WHAT YOU ARE ASKED TO DO
Copy the records below exactly, omitting any pictures they contain.

Records from a data source
◇ ◇ ◇

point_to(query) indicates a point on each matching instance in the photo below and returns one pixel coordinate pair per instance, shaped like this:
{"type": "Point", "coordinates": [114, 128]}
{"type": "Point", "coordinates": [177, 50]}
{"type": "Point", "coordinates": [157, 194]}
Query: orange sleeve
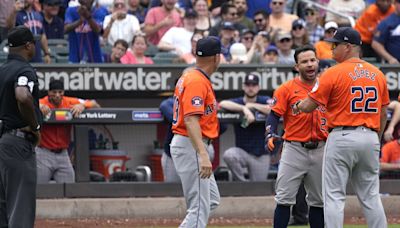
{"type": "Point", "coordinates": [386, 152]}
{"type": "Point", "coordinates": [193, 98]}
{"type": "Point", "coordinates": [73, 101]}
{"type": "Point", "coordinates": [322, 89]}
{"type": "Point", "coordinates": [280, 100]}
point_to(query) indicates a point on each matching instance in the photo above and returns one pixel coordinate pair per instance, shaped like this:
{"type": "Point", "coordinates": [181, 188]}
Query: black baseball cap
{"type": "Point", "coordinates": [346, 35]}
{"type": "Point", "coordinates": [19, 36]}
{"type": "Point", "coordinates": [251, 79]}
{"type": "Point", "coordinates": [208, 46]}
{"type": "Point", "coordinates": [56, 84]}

◇ ◇ ◇

COMPLETED TASK
point_to(query) indicates a point on each matching instance in the photo below and returns one pixel coordinate pair per instance, shaped like this:
{"type": "Point", "coordinates": [114, 128]}
{"type": "Point", "coordinates": [177, 50]}
{"type": "Point", "coordinates": [157, 194]}
Query: orange sleeve
{"type": "Point", "coordinates": [386, 152]}
{"type": "Point", "coordinates": [193, 98]}
{"type": "Point", "coordinates": [73, 101]}
{"type": "Point", "coordinates": [322, 89]}
{"type": "Point", "coordinates": [280, 100]}
point_to(query) indicates a point on each matching instance in the photo above and returns one pixel coordinate pair per instance, shaped like this:
{"type": "Point", "coordinates": [181, 188]}
Query: black baseball cap
{"type": "Point", "coordinates": [346, 35]}
{"type": "Point", "coordinates": [19, 36]}
{"type": "Point", "coordinates": [251, 79]}
{"type": "Point", "coordinates": [208, 46]}
{"type": "Point", "coordinates": [56, 84]}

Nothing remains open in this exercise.